◆ **Text for analysis**:
Sub: Science and tech

Sec: Biotech

Context:

  • In a recent scientific report published in Nature, a team of archaeologists and scientists from Germany, Mexico, Spain, the U.K., and the U.S. sequenced genetic material obtained from the human remains.

More on news:

  • Scientists have used archaeogenetics and evolutionary medicine to bring to light some of the inner lives and beliefs of the Mayan people.
  • People’s practice of burying human remains throughout modern history echoes diverse cultural, spiritual, and social beliefs, and is often considered to be a line in the sands of time between modern and ancient humans.
  • They read the results along with bio-archaeological evidence collected at the site to launch an extensive investigation of the remains of 64 sub-adults from the Sacred Cenote and compared them to modern-day individuals of Mayan origin.

Key findings of the study:

  • Their studies revealed that all sub-adults in the cenote were genetically male and closely related to each other.
  • The findings go against 20th century colonial accounts that claimed young women had been sacrificed here.
  • The study also identified two pairs of monozygotic twins among the remains.

◆ **Source information**:
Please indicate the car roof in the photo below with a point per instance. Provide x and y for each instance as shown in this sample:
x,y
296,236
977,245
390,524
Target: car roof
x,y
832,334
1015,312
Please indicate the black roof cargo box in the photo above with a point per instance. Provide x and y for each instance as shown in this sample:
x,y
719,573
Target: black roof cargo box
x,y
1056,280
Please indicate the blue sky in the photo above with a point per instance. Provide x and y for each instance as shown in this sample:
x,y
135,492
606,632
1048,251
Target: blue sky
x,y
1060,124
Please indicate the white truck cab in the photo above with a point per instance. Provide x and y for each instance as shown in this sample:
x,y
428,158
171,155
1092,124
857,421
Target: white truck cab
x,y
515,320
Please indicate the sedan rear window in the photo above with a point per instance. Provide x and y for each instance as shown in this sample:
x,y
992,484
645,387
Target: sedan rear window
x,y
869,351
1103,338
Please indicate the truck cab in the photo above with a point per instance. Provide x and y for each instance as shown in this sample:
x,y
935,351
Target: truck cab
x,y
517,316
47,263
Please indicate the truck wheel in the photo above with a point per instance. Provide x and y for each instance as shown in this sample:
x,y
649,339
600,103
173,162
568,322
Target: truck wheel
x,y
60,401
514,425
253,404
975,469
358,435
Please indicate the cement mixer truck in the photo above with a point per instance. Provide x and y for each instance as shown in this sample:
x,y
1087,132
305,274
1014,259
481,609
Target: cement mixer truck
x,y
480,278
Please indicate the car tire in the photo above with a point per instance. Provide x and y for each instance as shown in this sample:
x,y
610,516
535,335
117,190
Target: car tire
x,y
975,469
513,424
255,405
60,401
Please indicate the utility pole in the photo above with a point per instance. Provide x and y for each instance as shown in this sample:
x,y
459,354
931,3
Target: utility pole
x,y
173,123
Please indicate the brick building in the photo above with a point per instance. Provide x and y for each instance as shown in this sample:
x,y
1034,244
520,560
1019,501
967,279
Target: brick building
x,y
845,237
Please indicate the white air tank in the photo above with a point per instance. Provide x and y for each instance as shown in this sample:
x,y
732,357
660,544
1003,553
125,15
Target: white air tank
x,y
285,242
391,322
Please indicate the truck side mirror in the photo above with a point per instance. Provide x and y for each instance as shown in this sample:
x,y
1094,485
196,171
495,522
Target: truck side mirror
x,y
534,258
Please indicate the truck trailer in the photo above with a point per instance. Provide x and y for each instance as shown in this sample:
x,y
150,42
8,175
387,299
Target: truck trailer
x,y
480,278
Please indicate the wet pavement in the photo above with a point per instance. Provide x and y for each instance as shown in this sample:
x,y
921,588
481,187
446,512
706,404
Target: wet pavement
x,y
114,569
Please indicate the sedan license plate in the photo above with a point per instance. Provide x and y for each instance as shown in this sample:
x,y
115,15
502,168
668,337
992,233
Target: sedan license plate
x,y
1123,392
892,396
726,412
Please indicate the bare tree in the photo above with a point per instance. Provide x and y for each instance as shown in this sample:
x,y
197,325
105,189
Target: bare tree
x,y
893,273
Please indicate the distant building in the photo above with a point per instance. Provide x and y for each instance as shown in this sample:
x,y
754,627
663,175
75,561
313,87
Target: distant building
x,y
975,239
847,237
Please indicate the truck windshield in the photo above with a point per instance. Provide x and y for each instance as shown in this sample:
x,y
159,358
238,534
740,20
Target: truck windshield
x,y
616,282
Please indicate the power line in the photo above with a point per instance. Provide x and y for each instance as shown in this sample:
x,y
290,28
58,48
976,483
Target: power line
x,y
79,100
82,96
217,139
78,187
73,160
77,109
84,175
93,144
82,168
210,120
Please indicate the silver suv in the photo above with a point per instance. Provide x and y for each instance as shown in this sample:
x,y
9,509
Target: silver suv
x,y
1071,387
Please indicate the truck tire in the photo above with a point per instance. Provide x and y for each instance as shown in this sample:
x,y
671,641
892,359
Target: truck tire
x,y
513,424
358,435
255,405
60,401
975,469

...

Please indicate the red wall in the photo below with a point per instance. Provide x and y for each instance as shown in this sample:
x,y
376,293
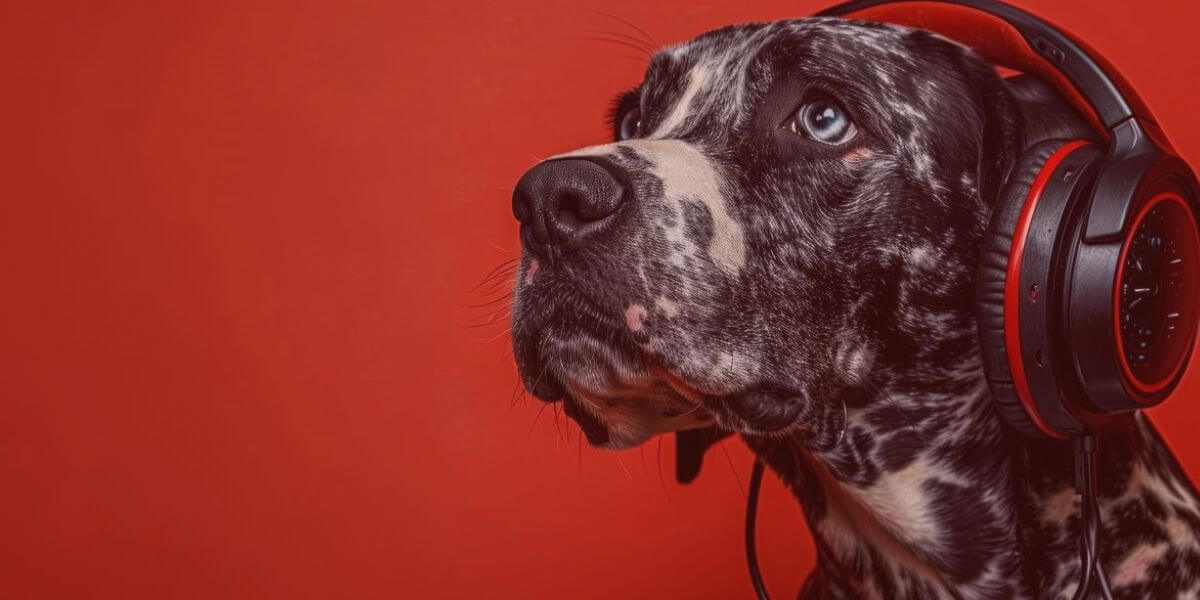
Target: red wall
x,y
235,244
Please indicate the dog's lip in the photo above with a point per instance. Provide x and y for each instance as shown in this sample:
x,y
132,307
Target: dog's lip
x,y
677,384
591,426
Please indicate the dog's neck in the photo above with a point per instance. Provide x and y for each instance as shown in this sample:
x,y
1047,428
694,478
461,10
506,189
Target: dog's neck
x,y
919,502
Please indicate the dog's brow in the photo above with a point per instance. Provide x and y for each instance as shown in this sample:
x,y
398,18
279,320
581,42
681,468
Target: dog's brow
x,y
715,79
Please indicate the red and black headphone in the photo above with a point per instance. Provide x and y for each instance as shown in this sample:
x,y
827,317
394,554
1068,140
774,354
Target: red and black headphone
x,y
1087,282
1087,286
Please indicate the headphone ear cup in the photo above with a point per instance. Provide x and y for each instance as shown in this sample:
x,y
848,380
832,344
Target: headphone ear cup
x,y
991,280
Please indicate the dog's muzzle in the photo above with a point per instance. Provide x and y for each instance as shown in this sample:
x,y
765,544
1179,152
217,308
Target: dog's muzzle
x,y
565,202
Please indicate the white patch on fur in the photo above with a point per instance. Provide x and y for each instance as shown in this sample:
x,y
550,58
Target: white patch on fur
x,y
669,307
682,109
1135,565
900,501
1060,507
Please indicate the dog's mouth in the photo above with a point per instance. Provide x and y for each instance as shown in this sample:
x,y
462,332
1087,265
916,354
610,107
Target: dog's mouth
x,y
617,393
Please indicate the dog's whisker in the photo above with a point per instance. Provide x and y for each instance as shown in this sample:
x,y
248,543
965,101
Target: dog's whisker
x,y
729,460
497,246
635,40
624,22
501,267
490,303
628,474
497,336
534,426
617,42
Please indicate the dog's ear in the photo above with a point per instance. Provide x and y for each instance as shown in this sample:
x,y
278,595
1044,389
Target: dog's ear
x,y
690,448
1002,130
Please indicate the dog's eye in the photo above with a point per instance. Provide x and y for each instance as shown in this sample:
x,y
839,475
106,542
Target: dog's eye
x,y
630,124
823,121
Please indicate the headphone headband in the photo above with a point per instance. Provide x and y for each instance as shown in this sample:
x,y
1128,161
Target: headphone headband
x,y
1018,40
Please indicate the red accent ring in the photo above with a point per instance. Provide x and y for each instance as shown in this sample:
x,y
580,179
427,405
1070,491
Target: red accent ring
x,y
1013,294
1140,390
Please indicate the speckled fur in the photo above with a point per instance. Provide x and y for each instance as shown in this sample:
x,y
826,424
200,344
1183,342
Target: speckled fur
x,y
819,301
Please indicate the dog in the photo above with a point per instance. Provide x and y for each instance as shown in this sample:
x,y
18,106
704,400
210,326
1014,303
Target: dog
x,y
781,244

* * *

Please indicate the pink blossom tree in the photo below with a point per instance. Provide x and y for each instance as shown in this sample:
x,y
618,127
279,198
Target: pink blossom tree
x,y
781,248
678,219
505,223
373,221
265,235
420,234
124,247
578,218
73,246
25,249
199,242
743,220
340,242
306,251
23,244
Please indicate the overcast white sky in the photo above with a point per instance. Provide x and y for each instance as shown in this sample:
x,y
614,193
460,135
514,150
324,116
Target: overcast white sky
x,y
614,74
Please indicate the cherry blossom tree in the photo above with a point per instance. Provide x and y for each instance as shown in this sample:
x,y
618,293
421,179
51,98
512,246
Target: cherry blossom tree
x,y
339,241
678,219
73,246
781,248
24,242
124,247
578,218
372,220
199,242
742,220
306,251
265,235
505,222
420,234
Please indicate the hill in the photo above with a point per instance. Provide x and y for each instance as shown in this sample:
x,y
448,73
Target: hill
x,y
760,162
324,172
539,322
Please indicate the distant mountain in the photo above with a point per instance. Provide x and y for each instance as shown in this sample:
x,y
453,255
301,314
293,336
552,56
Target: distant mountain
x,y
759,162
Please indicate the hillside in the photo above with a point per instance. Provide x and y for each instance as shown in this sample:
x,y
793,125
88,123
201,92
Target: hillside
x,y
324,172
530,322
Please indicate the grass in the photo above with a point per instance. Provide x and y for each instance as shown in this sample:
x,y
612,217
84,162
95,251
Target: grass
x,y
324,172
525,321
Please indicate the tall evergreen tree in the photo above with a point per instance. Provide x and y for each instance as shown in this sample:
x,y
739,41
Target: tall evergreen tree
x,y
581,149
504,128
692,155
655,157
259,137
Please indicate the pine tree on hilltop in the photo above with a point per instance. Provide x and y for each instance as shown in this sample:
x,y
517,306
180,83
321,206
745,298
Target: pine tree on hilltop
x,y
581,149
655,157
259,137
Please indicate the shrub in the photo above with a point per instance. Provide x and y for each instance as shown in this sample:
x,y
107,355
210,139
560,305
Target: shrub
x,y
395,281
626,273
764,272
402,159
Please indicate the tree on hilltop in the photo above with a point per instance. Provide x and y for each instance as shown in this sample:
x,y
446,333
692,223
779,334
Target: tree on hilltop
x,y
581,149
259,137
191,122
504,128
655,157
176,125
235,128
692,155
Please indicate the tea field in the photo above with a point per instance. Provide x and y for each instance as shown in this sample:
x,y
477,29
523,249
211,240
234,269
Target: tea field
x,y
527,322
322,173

◆ **The task**: Reproduce the text on the study of the Mayan remains from the Sacred Cenote in full, word for word.

◆ **Output of the task**:
Sub: Science and tech

Sec: Biotech

Context:

  • In a recent scientific report published in Nature, a team of archaeologists and scientists from Germany, Mexico, Spain, the U.K., and the U.S. sequenced genetic material obtained from the human remains.

More on news:

  • Scientists have used archaeogenetics and evolutionary medicine to bring to light some of the inner lives and beliefs of the Mayan people.
  • People’s practice of burying human remains throughout modern history echoes diverse cultural, spiritual, and social beliefs, and is often considered to be a line in the sands of time between modern and ancient humans.
  • They read the results along with bio-archaeological evidence collected at the site to launch an extensive investigation of the remains of 64 sub-adults from the Sacred Cenote and compared them to modern-day individuals of Mayan origin.

Key findings of the study:

  • Their studies revealed that all sub-adults in the cenote were genetically male and closely related to each other.
  • The findings go against 20th century colonial accounts that claimed young women had been sacrificed here.
  • The study also identified two pairs of monozygotic twins among the remains.